== Data section

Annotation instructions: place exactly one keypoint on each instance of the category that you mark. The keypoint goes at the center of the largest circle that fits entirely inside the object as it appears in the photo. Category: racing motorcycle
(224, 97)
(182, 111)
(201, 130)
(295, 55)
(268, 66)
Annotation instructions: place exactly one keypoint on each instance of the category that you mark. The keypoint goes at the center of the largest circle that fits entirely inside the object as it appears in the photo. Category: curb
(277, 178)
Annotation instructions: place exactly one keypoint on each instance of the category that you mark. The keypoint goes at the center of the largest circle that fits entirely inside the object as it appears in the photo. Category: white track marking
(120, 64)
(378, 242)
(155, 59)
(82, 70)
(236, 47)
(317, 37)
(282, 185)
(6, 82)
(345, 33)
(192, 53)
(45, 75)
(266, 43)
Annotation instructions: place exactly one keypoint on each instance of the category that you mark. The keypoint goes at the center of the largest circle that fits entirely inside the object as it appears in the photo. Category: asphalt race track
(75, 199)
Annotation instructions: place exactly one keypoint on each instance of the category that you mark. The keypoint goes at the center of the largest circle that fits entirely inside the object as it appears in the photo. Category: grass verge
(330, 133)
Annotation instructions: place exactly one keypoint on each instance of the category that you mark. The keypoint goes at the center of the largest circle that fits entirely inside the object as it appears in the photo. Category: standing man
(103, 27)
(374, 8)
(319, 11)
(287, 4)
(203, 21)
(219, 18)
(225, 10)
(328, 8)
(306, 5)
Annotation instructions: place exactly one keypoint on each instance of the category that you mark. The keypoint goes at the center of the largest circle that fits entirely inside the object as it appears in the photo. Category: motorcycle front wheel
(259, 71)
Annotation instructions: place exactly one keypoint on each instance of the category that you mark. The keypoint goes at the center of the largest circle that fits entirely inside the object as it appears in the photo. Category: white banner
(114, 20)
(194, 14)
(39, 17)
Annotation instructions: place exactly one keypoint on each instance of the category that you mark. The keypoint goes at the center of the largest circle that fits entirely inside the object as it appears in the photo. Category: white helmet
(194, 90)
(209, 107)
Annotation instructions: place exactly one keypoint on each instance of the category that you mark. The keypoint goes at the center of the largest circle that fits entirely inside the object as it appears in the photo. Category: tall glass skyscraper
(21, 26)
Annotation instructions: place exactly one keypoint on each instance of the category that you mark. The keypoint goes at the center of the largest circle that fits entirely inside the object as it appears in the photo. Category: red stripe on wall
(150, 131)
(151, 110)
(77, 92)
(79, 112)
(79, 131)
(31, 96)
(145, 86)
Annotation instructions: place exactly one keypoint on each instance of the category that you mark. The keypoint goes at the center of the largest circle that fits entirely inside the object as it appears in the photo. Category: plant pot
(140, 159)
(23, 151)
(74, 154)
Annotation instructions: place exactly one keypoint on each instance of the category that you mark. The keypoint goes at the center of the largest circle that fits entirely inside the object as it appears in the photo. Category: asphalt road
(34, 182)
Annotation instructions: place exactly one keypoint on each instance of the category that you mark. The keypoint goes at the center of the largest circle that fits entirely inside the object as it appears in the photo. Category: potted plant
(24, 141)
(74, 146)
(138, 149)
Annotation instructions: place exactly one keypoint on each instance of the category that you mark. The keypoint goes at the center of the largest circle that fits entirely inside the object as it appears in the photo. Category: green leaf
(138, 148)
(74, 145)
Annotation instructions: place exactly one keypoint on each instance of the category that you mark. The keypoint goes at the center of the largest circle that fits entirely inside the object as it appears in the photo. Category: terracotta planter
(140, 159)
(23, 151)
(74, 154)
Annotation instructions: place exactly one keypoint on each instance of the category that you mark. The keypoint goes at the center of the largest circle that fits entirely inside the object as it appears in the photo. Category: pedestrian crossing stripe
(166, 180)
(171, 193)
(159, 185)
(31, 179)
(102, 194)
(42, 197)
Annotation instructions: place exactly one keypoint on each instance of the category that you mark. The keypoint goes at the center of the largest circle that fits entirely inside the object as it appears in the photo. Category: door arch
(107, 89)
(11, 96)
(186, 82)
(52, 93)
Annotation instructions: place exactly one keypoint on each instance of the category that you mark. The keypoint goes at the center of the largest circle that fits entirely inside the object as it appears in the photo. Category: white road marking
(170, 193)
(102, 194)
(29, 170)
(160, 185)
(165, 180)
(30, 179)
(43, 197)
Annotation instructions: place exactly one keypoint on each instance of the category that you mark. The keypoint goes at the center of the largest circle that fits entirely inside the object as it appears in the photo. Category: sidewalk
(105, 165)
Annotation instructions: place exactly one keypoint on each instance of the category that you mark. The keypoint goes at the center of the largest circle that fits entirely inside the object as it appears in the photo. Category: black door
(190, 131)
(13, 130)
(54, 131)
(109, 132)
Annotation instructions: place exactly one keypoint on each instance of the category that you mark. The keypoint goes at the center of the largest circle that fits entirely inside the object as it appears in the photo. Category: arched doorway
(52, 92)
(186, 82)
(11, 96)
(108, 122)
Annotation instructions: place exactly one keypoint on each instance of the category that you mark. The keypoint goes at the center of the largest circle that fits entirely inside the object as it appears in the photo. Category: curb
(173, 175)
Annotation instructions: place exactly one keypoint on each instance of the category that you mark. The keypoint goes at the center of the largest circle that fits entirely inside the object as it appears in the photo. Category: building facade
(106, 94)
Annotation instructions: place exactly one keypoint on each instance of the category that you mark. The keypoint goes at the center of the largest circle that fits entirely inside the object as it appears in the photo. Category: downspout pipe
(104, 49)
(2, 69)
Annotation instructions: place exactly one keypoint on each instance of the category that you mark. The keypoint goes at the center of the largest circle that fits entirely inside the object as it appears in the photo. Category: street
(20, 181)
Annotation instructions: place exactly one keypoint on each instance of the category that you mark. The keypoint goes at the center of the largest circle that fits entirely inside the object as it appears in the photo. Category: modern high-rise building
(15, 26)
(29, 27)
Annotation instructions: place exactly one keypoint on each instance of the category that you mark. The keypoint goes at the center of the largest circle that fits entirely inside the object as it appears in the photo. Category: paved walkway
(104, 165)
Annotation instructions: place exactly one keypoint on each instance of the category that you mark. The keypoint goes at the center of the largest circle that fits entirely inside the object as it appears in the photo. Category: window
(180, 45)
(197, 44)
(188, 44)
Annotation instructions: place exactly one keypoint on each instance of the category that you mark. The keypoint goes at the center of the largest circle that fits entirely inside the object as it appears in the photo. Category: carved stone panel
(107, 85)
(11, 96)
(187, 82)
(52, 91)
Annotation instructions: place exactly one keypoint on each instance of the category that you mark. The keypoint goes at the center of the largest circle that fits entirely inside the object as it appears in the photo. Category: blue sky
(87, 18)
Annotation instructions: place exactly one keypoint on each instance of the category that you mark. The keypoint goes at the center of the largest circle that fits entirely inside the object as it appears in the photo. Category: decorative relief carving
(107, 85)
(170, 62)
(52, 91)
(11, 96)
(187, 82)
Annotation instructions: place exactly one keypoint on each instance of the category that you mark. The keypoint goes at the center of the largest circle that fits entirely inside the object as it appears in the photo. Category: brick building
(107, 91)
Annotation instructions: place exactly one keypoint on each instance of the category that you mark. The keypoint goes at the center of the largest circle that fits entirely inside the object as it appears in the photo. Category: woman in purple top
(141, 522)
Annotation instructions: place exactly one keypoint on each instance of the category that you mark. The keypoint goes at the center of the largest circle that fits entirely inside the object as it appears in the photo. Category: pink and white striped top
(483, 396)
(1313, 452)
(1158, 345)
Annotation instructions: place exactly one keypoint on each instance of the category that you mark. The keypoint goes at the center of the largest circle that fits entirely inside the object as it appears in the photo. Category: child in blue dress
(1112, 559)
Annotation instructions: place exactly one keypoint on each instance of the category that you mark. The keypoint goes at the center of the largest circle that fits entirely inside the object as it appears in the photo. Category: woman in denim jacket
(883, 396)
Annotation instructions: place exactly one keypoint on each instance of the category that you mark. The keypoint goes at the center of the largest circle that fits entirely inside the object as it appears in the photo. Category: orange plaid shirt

====

Can you update the stretch from the line containing "in blue dress" through the end of the records so that "largest" becomes "biggest", with nothing else changed?

Response to this task:
Annotation instructions: place exactly one keypoint on each instance of the category that you mark. The keypoint goes at the center of the biggest circle that fits entirely inside the object as it appears in the photo. Category: child in blue dress
(1112, 559)
Annotation instructions: place exactly one keypoint on each instance of the category that you mark. The keypoint goes at the center of the biggest circle that fits entirely inside the object as it appears in the photo. Category: woman in denim jacket
(883, 396)
Annotation instructions: place exactly one keypoint on each instance of the category that you mark. The keypoint goes at the center of the biggest circle that fits entirely inside the object as it appears in the photo. Category: orange plaid shirt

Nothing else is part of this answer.